TASK TO COMPLETE
Copy everything from the line containing "Q: Where on this screen is the weathered" down to the line containing "xmin=189 ymin=1 xmax=284 ymax=239" in the items below, both of those lines included, reproducing each line without any change.

---- ENTRIES SHOWN

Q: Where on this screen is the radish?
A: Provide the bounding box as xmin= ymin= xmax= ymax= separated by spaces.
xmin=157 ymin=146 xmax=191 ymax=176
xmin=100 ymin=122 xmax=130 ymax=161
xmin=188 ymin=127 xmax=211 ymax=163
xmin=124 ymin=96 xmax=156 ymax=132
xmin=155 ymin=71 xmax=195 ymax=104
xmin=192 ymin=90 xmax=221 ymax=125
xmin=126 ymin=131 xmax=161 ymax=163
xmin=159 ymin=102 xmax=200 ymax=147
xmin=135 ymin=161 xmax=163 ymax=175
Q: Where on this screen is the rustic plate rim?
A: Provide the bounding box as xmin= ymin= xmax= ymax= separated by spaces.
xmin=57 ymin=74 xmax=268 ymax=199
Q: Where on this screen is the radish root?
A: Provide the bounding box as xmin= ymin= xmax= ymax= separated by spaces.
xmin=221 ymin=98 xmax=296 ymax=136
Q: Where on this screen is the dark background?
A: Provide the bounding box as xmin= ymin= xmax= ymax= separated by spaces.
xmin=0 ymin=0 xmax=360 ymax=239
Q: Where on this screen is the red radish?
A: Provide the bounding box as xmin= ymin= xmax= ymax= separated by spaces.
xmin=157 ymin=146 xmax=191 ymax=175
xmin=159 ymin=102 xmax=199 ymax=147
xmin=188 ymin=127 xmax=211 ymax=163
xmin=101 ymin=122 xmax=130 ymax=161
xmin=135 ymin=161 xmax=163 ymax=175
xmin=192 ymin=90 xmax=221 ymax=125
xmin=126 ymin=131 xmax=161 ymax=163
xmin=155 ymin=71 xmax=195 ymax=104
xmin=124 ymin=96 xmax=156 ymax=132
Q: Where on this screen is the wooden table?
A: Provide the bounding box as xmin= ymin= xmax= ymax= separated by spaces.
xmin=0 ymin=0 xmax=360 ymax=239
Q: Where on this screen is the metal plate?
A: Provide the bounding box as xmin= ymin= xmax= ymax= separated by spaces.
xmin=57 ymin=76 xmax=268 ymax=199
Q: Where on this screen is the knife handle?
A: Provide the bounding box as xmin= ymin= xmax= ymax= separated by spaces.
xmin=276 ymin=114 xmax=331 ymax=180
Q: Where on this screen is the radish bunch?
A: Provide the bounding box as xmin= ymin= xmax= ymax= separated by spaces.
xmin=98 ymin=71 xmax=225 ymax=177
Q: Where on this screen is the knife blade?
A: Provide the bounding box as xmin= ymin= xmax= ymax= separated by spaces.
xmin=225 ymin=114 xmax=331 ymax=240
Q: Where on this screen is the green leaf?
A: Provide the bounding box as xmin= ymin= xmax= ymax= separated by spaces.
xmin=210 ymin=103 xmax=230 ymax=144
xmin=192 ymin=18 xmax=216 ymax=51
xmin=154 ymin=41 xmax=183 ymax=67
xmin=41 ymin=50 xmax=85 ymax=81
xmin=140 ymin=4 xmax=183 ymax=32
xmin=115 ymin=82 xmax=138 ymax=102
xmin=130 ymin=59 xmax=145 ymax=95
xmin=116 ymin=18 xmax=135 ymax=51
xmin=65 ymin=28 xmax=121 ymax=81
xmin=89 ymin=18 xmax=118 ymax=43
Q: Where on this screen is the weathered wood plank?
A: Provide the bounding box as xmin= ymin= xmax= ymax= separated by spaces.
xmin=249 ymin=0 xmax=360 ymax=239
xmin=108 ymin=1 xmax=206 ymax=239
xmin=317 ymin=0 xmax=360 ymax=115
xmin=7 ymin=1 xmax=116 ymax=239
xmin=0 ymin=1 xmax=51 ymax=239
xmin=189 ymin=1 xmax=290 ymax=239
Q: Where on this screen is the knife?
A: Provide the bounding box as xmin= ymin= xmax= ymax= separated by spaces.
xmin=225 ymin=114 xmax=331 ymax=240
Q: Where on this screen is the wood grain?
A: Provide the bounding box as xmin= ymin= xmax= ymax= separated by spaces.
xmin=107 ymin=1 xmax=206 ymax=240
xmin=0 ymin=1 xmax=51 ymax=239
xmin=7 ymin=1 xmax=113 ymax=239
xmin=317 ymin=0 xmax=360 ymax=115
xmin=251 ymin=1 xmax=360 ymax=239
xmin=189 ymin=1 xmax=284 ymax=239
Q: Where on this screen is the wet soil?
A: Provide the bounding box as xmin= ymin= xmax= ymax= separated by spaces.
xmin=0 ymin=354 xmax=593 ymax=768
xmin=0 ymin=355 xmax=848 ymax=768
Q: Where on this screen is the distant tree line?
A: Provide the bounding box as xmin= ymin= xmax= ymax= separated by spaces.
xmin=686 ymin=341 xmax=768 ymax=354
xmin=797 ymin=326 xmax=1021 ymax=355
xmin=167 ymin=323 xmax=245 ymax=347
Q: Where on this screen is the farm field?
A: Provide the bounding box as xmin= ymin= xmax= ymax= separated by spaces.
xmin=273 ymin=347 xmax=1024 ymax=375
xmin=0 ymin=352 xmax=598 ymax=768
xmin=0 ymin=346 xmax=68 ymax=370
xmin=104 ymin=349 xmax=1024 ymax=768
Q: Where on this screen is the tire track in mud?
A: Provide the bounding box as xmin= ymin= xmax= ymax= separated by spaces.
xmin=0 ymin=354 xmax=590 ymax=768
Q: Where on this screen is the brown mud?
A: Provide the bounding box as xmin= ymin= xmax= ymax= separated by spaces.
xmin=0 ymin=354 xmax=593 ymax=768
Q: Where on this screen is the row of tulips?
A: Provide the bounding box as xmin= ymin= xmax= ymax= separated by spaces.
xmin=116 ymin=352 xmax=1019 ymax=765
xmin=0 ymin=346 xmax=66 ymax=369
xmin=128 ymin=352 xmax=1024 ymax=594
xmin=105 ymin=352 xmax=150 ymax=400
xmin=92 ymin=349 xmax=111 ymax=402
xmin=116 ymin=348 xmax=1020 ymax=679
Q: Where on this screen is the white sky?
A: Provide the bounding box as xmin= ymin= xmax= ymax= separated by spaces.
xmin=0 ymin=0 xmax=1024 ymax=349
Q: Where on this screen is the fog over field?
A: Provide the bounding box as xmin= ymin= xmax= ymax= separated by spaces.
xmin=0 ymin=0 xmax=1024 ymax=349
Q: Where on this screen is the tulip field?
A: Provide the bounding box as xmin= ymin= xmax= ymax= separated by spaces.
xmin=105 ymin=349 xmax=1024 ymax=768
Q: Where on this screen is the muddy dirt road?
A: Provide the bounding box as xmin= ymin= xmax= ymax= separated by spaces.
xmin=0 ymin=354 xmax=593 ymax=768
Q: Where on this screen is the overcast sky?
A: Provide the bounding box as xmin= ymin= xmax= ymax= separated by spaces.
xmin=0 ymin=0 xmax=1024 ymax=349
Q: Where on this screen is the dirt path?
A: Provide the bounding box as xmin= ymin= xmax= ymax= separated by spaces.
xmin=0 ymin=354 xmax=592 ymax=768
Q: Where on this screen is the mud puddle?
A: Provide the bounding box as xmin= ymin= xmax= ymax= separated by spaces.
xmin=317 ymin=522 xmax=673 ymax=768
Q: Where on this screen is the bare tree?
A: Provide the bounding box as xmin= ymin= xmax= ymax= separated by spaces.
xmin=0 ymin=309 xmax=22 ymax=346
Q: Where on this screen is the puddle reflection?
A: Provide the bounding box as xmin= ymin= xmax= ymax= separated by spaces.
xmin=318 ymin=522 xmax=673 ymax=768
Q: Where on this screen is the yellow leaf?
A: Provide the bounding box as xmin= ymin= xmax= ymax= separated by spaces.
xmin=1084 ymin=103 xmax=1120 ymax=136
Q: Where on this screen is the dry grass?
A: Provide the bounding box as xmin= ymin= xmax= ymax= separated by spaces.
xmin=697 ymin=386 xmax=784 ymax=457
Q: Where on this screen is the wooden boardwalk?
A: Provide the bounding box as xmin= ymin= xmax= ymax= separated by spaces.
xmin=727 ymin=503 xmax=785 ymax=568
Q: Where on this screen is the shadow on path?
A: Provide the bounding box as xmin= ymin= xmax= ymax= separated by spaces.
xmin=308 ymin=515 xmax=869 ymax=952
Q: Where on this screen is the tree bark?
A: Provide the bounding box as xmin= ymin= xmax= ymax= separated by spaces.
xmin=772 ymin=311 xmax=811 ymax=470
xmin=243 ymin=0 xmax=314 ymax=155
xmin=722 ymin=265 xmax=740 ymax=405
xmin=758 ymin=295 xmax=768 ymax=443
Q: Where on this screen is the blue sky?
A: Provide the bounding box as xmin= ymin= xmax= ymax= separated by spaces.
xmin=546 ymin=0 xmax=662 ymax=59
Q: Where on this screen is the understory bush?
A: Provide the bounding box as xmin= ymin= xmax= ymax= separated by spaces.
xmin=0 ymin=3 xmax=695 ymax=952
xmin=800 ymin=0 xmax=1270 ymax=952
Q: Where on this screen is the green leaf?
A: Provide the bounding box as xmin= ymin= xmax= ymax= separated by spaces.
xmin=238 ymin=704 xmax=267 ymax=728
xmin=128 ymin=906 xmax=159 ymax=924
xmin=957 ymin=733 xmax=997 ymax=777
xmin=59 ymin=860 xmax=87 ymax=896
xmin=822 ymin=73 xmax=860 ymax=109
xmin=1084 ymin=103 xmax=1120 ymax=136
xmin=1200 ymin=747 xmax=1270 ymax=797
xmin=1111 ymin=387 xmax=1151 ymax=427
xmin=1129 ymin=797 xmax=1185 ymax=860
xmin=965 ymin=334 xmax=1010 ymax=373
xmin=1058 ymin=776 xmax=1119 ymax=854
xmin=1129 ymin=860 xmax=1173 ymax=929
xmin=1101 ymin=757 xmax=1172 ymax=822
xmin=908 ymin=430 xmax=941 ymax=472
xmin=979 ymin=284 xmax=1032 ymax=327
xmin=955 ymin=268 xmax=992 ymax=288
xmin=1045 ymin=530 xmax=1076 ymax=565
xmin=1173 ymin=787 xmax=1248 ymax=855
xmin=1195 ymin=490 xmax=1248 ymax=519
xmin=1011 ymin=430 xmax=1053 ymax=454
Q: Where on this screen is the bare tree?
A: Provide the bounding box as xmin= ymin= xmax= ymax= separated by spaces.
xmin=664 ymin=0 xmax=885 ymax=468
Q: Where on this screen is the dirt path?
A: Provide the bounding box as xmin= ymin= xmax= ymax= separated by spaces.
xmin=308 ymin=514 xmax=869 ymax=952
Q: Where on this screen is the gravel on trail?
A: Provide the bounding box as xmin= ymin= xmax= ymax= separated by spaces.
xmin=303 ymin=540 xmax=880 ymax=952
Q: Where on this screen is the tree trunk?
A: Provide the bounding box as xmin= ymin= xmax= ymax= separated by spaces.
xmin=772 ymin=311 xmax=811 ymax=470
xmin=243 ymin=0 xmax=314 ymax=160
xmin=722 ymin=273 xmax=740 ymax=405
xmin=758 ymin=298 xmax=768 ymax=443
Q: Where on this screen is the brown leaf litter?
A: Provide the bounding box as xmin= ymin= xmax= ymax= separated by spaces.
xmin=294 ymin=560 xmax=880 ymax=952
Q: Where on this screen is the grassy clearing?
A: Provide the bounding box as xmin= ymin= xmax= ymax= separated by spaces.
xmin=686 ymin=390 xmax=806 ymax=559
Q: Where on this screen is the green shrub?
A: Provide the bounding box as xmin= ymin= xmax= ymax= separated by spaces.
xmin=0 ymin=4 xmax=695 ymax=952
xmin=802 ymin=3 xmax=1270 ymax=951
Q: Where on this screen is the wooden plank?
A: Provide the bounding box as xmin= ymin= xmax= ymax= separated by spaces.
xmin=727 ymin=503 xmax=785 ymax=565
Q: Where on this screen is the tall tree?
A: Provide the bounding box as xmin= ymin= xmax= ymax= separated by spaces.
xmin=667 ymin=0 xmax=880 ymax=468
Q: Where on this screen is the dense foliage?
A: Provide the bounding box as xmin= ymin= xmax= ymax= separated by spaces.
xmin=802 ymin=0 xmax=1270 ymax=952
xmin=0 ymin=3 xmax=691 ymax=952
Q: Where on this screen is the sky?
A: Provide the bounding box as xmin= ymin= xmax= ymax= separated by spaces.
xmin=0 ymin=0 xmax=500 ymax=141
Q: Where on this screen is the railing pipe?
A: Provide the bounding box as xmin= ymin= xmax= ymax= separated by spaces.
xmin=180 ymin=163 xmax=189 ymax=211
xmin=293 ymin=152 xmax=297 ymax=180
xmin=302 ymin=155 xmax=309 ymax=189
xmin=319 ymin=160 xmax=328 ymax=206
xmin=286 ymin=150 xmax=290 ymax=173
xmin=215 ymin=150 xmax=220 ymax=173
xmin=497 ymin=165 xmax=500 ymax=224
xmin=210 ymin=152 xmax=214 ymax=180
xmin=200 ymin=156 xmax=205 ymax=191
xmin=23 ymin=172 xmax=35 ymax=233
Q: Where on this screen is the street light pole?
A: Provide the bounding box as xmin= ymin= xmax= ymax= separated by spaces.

--------

RESULT FOR THIS EXERCISE
Q: Where on this screen is the weathered wood plank?
A: Provide the bounding box as xmin= ymin= xmax= ymax= separated by spaces.
xmin=249 ymin=0 xmax=360 ymax=239
xmin=108 ymin=1 xmax=206 ymax=239
xmin=317 ymin=0 xmax=360 ymax=115
xmin=7 ymin=1 xmax=116 ymax=239
xmin=0 ymin=1 xmax=51 ymax=239
xmin=189 ymin=1 xmax=290 ymax=239
Q: Where on this screen is the knife?
A: Provide the bounding box as xmin= ymin= xmax= ymax= separated by spaces.
xmin=225 ymin=114 xmax=331 ymax=240
Q: Where on this screen is the wood grain?
A: Provide the bounding box as xmin= ymin= xmax= ymax= separated by spaces.
xmin=107 ymin=1 xmax=206 ymax=240
xmin=0 ymin=1 xmax=51 ymax=239
xmin=7 ymin=1 xmax=113 ymax=239
xmin=317 ymin=0 xmax=360 ymax=115
xmin=251 ymin=1 xmax=360 ymax=239
xmin=189 ymin=1 xmax=284 ymax=239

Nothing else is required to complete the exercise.